-------- GIVEN DATA

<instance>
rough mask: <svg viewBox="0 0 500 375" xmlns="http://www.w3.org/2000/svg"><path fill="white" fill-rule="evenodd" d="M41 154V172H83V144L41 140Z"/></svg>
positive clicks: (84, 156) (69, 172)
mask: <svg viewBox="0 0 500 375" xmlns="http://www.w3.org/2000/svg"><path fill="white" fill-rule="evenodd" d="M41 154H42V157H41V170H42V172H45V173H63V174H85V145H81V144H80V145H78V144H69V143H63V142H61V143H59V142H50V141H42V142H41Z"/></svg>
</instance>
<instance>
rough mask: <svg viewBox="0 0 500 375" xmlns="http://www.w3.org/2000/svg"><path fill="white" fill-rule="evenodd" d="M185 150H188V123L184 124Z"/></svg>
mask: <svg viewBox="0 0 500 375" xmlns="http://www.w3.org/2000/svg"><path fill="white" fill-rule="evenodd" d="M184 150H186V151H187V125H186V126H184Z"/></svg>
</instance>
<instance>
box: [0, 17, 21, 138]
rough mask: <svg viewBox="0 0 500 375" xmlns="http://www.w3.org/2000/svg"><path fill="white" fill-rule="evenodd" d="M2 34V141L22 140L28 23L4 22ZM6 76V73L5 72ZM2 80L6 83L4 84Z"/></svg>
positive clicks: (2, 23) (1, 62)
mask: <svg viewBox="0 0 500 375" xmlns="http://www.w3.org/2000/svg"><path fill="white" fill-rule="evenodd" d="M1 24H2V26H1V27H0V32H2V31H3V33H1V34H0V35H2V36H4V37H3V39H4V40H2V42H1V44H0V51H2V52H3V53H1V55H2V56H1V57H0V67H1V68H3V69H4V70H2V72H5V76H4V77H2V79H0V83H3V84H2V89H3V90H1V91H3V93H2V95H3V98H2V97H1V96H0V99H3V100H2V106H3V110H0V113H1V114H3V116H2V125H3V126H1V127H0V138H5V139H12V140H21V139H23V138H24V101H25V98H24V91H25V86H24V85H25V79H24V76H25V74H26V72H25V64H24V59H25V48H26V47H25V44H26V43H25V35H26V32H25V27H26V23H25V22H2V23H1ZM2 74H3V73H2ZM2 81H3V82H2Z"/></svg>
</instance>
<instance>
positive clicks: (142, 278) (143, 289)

----------------

=== INSTRUCTIONS FOR THE TASK ===
Retype the entries exactly, including every line.

=== EXERCISE RESULT ===
<instance>
rough mask: <svg viewBox="0 0 500 375" xmlns="http://www.w3.org/2000/svg"><path fill="white" fill-rule="evenodd" d="M41 154V172H83V144L41 140Z"/></svg>
positive clicks: (84, 156) (69, 172)
mask: <svg viewBox="0 0 500 375" xmlns="http://www.w3.org/2000/svg"><path fill="white" fill-rule="evenodd" d="M41 154H42V157H41V170H42V172H45V173H63V174H85V145H81V144H80V145H78V144H69V143H63V142H61V143H59V142H50V141H42V142H41Z"/></svg>
</instance>
<instance>
rough mask: <svg viewBox="0 0 500 375" xmlns="http://www.w3.org/2000/svg"><path fill="white" fill-rule="evenodd" d="M185 150H188V123L184 124Z"/></svg>
mask: <svg viewBox="0 0 500 375" xmlns="http://www.w3.org/2000/svg"><path fill="white" fill-rule="evenodd" d="M184 150H186V151H187V125H186V126H184Z"/></svg>
</instance>
<instance>
box: [0, 17, 21, 138]
rough mask: <svg viewBox="0 0 500 375" xmlns="http://www.w3.org/2000/svg"><path fill="white" fill-rule="evenodd" d="M2 34V141L22 140L28 23L4 22ZM6 76V73L5 72ZM2 80L6 83L4 84Z"/></svg>
positive clicks: (2, 23) (1, 62)
mask: <svg viewBox="0 0 500 375" xmlns="http://www.w3.org/2000/svg"><path fill="white" fill-rule="evenodd" d="M1 24H2V26H1V27H0V32H2V31H3V33H1V34H0V35H2V36H4V37H3V39H4V40H2V42H1V44H0V51H2V52H3V53H1V55H2V56H1V57H0V67H1V68H3V69H4V70H2V72H5V76H4V77H2V79H0V83H3V84H2V89H3V90H1V91H3V93H2V95H3V98H2V97H1V96H0V99H3V100H2V106H3V110H0V113H1V114H3V116H2V125H3V126H1V127H0V138H5V139H12V140H21V139H23V138H24V101H25V98H24V91H25V86H24V85H25V79H24V76H25V74H26V72H25V64H24V59H25V48H26V47H25V44H26V43H25V35H26V32H25V27H26V23H25V22H2V23H1ZM2 74H3V73H2ZM2 81H3V82H2Z"/></svg>
</instance>
<instance>
positive clicks: (142, 278) (143, 289)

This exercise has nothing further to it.